EXCERPT PROVIDED>
● ● ●

Chairperson: Nicholas Moller
Principal Counsel, Asian Development Bank


 

Scott

Scott Atkins
President, INSOL International; Global Co-Head of Restructuring, Norton Rose Fulbright

Mr. Scott Atkins discussed his experience with insolvency law reform and emphasized the importance of including informal workout mechanisms in these initiatives. He stressed the significance of engaging with stakeholders to build trust and confidence in the process, even before delving into the substantive content of the law. Additionally, Mr. Atkins expressed optimism about the global sweep of insolvency law reform processes.

Adam Badawi

Adam Badawi
Professor of Law, University of California, Berkeley

Prof. Adam Badawi discussed changes in the United States model for corporate lending and how they have affected the workout process. In the early 2000s, corporate lending involved syndicated loans with a small consortium of banks that had experience working with each other and with debtors experiencing financial distress. Currently, there are more collateralized loan obligations where multiple parties are involved in signing off on issues, making the workout process more challenging.

● ● ●

SUPPLIED ENTRIES>
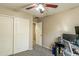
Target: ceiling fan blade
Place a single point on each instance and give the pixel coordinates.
(30, 7)
(51, 5)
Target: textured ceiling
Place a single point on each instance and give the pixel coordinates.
(49, 11)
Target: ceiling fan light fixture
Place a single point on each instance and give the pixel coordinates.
(40, 7)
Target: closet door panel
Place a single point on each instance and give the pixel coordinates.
(21, 34)
(6, 35)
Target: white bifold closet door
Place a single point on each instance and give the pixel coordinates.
(21, 34)
(6, 35)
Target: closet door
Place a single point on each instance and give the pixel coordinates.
(6, 35)
(21, 35)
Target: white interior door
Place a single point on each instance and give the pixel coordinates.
(21, 35)
(6, 35)
(39, 33)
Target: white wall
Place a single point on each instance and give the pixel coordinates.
(22, 27)
(55, 25)
(38, 31)
(6, 35)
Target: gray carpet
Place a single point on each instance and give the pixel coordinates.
(37, 51)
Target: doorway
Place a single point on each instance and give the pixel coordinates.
(37, 34)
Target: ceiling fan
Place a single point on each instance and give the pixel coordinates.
(41, 6)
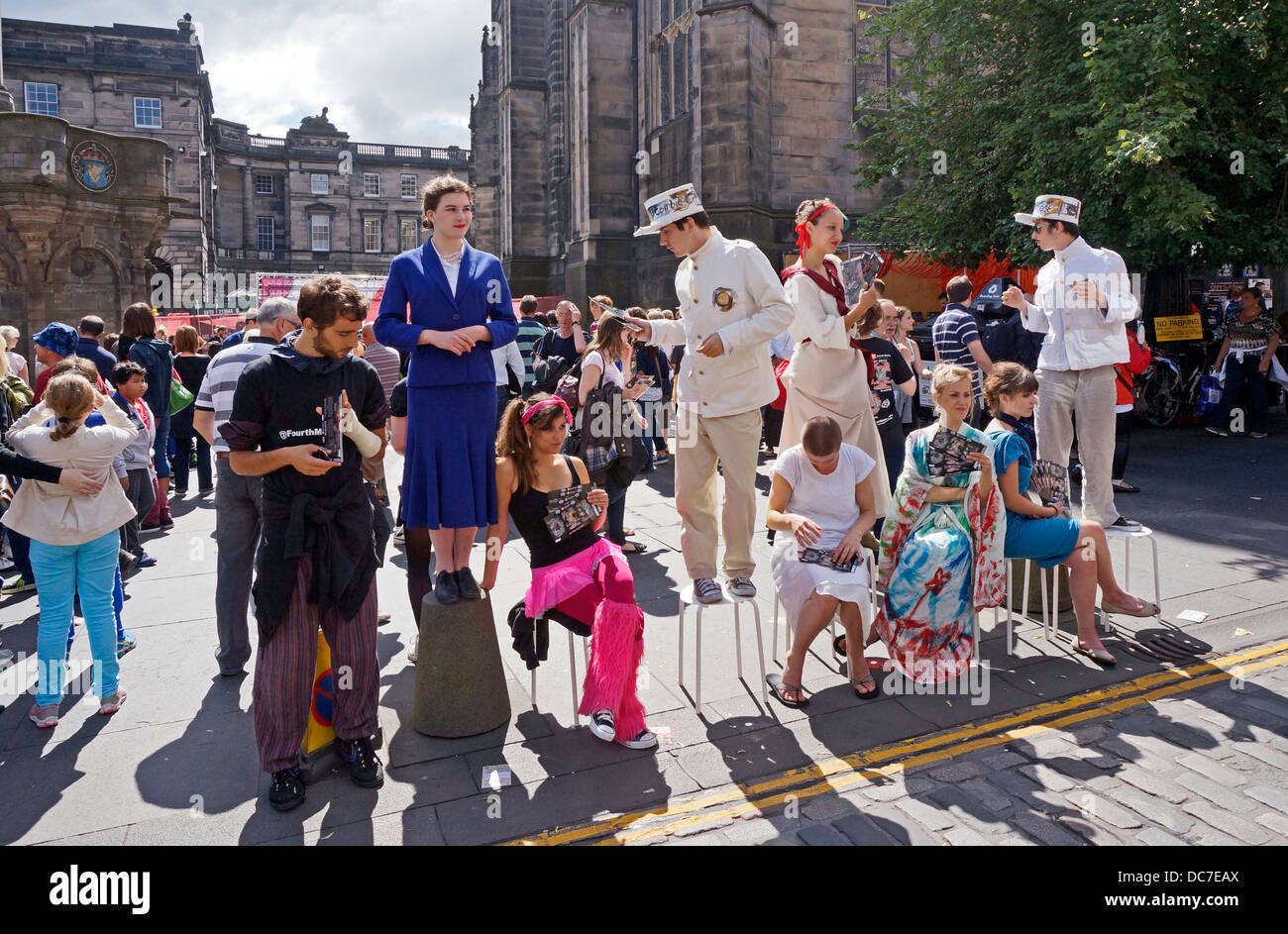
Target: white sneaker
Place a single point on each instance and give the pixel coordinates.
(643, 741)
(601, 725)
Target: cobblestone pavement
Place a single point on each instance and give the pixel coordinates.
(1046, 749)
(1199, 766)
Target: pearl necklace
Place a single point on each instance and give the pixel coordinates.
(452, 258)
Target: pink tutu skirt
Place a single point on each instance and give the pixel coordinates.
(554, 583)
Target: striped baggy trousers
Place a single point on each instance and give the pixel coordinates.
(283, 674)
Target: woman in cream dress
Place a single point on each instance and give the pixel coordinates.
(827, 375)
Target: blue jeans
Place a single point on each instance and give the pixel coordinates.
(161, 446)
(1236, 375)
(62, 570)
(616, 512)
(117, 605)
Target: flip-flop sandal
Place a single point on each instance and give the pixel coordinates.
(1146, 611)
(875, 692)
(778, 685)
(1098, 655)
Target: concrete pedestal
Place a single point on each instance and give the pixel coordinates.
(460, 680)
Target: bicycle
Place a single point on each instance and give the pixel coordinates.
(1168, 388)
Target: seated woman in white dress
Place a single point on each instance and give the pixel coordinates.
(823, 495)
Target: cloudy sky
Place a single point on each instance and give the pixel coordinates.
(390, 71)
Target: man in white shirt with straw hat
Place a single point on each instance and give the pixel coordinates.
(1082, 303)
(732, 304)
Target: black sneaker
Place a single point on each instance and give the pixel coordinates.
(287, 789)
(365, 767)
(445, 587)
(467, 585)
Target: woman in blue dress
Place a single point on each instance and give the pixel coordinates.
(449, 305)
(1039, 532)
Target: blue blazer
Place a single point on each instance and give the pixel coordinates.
(482, 296)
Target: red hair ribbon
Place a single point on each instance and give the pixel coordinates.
(803, 234)
(546, 403)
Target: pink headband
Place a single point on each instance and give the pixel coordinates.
(546, 403)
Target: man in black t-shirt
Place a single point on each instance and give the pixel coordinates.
(317, 556)
(889, 373)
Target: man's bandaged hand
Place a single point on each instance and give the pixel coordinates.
(365, 440)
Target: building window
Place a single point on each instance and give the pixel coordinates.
(265, 235)
(408, 234)
(42, 98)
(147, 114)
(674, 91)
(372, 235)
(320, 231)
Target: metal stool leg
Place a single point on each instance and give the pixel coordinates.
(737, 638)
(1055, 599)
(572, 672)
(1158, 591)
(760, 650)
(697, 675)
(681, 669)
(1046, 607)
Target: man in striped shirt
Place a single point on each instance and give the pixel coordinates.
(957, 342)
(531, 331)
(385, 360)
(237, 512)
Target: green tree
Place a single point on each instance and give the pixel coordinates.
(1167, 119)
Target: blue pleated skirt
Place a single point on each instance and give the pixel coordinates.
(450, 462)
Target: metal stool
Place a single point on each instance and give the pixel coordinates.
(1142, 532)
(831, 626)
(687, 599)
(572, 671)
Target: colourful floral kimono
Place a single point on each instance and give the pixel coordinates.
(939, 564)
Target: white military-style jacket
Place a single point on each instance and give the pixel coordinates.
(726, 287)
(1078, 335)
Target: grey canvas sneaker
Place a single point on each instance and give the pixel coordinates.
(706, 590)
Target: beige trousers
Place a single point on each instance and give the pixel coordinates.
(700, 441)
(1090, 397)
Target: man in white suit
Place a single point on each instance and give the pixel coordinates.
(732, 304)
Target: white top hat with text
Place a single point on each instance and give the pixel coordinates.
(1052, 208)
(670, 206)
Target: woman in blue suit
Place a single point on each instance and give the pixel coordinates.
(449, 305)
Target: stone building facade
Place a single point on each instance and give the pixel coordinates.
(132, 80)
(588, 107)
(314, 200)
(80, 214)
(241, 202)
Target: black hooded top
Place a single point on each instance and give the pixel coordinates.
(330, 515)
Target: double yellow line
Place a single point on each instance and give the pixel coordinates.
(835, 775)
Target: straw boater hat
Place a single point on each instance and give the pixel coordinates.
(1052, 208)
(670, 206)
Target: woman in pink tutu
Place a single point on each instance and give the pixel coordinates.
(581, 573)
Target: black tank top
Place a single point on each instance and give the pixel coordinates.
(529, 517)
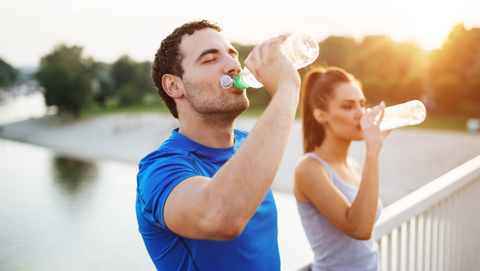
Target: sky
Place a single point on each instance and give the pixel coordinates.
(108, 29)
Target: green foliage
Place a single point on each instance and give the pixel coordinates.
(67, 78)
(129, 95)
(8, 74)
(455, 72)
(103, 83)
(131, 79)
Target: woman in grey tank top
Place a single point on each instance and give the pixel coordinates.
(337, 201)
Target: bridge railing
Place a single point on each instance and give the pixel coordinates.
(435, 227)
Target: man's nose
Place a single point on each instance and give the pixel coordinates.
(232, 66)
(360, 112)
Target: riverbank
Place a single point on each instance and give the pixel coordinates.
(409, 159)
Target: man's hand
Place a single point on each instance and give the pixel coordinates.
(270, 66)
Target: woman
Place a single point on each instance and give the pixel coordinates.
(337, 202)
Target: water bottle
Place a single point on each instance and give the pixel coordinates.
(300, 48)
(409, 113)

● ● ●

REQUESTS>
1. Can you quote the excerpt on the insolvency law panel from "Chairperson: Nicholas Moller" up to and including "law reform processes."?
2. How many lines of the listing contain the string "shirt"? Reply with the number alone.

ANSWERS BELOW>
1.
Chairperson: Nicholas Moller
Principal Counsel, Asian Development Bank


 

Scott

Scott Atkins
President, INSOL International; Global Co-Head of Restructuring, Norton Rose Fulbright

Mr. Scott Atkins discussed his experience with insolvency law reform and emphasized the importance of including informal workout mechanisms in these initiatives. He stressed the significance of engaging with stakeholders to build trust and confidence in the process, even before delving into the substantive content of the law. Additionally, Mr. Atkins expressed optimism about the global sweep of insolvency law reform processes.

2. 3